ACTION ITEM: Take the whole listing and reproduce it exactly, pictures excepted.

INPUT DATA:

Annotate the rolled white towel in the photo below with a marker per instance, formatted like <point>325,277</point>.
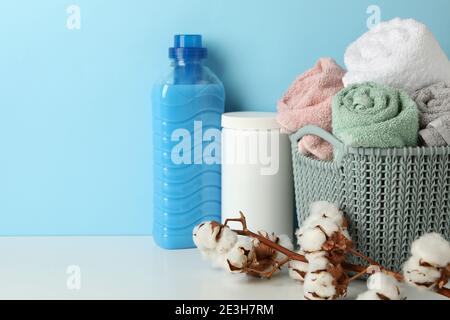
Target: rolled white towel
<point>401,53</point>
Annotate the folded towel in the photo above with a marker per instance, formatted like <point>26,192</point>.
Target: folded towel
<point>433,103</point>
<point>308,102</point>
<point>437,133</point>
<point>401,53</point>
<point>375,116</point>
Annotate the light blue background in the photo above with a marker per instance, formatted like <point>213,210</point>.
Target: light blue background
<point>75,139</point>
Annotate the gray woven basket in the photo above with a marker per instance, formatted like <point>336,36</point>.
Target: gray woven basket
<point>390,196</point>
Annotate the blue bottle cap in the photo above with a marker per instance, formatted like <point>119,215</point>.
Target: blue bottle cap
<point>188,46</point>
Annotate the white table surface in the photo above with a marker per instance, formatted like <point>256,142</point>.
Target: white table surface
<point>131,268</point>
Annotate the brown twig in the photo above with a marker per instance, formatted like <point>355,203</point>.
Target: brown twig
<point>291,255</point>
<point>268,274</point>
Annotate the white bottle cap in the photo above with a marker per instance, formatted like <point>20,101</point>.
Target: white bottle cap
<point>250,120</point>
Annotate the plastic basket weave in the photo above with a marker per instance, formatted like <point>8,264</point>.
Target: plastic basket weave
<point>390,196</point>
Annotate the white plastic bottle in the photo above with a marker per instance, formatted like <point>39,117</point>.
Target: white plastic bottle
<point>257,172</point>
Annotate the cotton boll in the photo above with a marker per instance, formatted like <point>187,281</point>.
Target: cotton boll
<point>318,264</point>
<point>327,225</point>
<point>323,209</point>
<point>315,255</point>
<point>298,270</point>
<point>241,253</point>
<point>205,235</point>
<point>418,275</point>
<point>385,285</point>
<point>433,249</point>
<point>227,239</point>
<point>284,241</point>
<point>319,286</point>
<point>369,295</point>
<point>312,240</point>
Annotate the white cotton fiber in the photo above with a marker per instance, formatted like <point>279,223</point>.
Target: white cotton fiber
<point>418,275</point>
<point>324,209</point>
<point>369,295</point>
<point>318,264</point>
<point>297,270</point>
<point>315,255</point>
<point>227,239</point>
<point>401,53</point>
<point>204,235</point>
<point>319,286</point>
<point>327,225</point>
<point>241,253</point>
<point>433,249</point>
<point>385,285</point>
<point>312,240</point>
<point>286,242</point>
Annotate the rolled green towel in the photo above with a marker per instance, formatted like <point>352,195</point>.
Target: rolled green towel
<point>370,115</point>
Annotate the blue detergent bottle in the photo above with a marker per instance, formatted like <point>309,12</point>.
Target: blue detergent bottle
<point>187,108</point>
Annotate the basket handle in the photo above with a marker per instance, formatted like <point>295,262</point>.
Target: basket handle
<point>319,132</point>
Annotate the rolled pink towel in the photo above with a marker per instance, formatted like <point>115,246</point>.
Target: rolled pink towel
<point>308,102</point>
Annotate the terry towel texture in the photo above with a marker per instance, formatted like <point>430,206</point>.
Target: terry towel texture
<point>401,53</point>
<point>370,115</point>
<point>308,102</point>
<point>433,103</point>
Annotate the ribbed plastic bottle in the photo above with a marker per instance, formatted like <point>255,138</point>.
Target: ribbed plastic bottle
<point>187,105</point>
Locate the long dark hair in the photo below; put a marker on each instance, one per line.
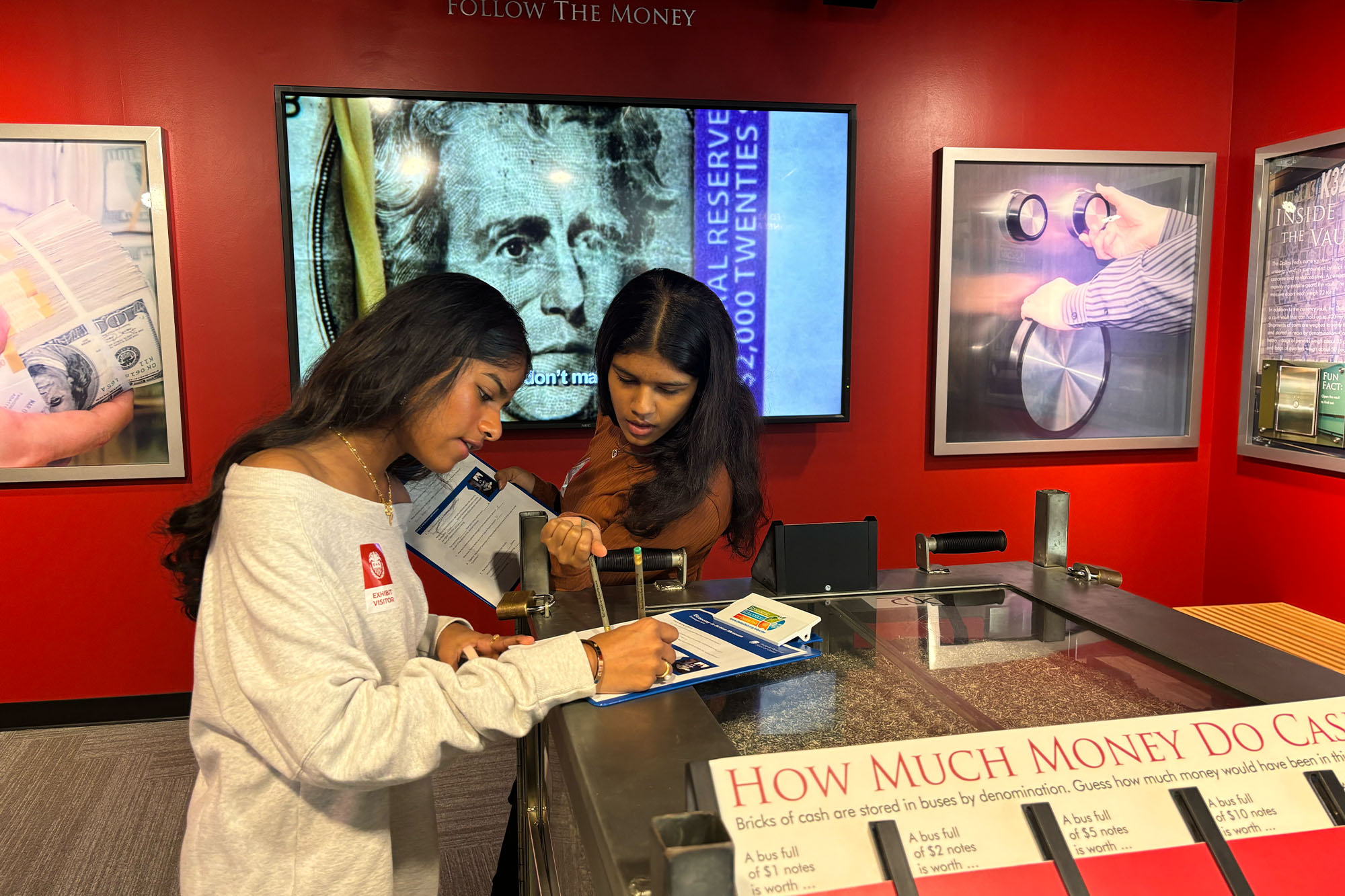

RESPONSE FOR THIS EXERCISE:
Annotate the rolled white towel in the photo below with a marker per instance, formatted like <point>325,277</point>.
Target: rolled white towel
<point>401,53</point>
Annotate the folded towel in the photo above with a marker per instance, formatted like <point>26,192</point>.
Target: folded towel
<point>433,103</point>
<point>308,102</point>
<point>437,133</point>
<point>401,53</point>
<point>375,116</point>
Annotate the light blue background in the photo above with a marker per instance, formatted like <point>213,210</point>.
Target: light blue background
<point>75,139</point>
Annotate the gray woven basket in the photo above with a marker per instance, formatted like <point>336,36</point>.
Target: gray woven basket
<point>390,196</point>
Annotate the blue bottle cap in the photo above with a marker per instance, formatted like <point>119,215</point>.
Target: blue bottle cap
<point>188,46</point>
Annotate the white table surface in the photo above with a marker per instance, formatted like <point>256,142</point>.
Target: white table surface
<point>131,268</point>
Annotate the brown twig in the photo above with a marker per instance, formatted like <point>355,203</point>.
Target: brown twig
<point>291,255</point>
<point>268,274</point>
Annotate the white bottle cap in the photo above with a marker per instance, formatted like <point>20,101</point>.
Target: white bottle cap
<point>250,120</point>
Annotate the plastic basket weave in the photo above with a marker per instance, formatted like <point>8,264</point>.
Target: plastic basket weave
<point>390,196</point>
Annotate the white plastic bottle in the photo above with a marker per instance, formatted like <point>39,117</point>.
Target: white plastic bottle
<point>257,172</point>
Annotate the cotton boll in the photo above with a marker per instance, formatted like <point>187,281</point>.
Target: cotton boll
<point>318,264</point>
<point>327,225</point>
<point>323,209</point>
<point>315,255</point>
<point>298,270</point>
<point>241,253</point>
<point>205,235</point>
<point>418,275</point>
<point>385,285</point>
<point>433,249</point>
<point>227,239</point>
<point>284,241</point>
<point>319,286</point>
<point>369,295</point>
<point>312,240</point>
Annotate the white cotton fiber in the photo above with a marker per instance, formatted like <point>279,223</point>.
Target: white cotton fiber
<point>418,275</point>
<point>324,209</point>
<point>369,295</point>
<point>318,264</point>
<point>297,270</point>
<point>315,255</point>
<point>227,239</point>
<point>401,53</point>
<point>204,235</point>
<point>319,286</point>
<point>327,225</point>
<point>241,253</point>
<point>433,249</point>
<point>385,285</point>
<point>312,240</point>
<point>286,242</point>
Annotate the rolled green towel in the photo above with a marker per instance, formatted like <point>352,195</point>.
Target: rolled green towel
<point>370,115</point>
Annotate the blue detergent bottle in the photo above with a marker per instance, formatted like <point>309,12</point>.
Target: blue detergent bottle
<point>187,108</point>
Annotate the basket handle in the photo above with a marker per instance, formatted like <point>295,262</point>.
Target: basket handle
<point>319,132</point>
Annotate the rolled pink towel in the photo above with a marker per instance, formatted like <point>115,246</point>.
Target: rolled pink towel
<point>308,102</point>
Annotate the terry towel texture in the photo above with a marker per instance, formatted like <point>430,206</point>.
Target: terry towel texture
<point>401,53</point>
<point>370,115</point>
<point>308,102</point>
<point>433,103</point>
Annotate the ribbed plastic bottle in the photo above with a marker per instance, formatted like <point>255,138</point>.
Target: ribbed plastic bottle
<point>187,105</point>
Locate the long dark hair in the photo below; put a marker on each instance, one per line.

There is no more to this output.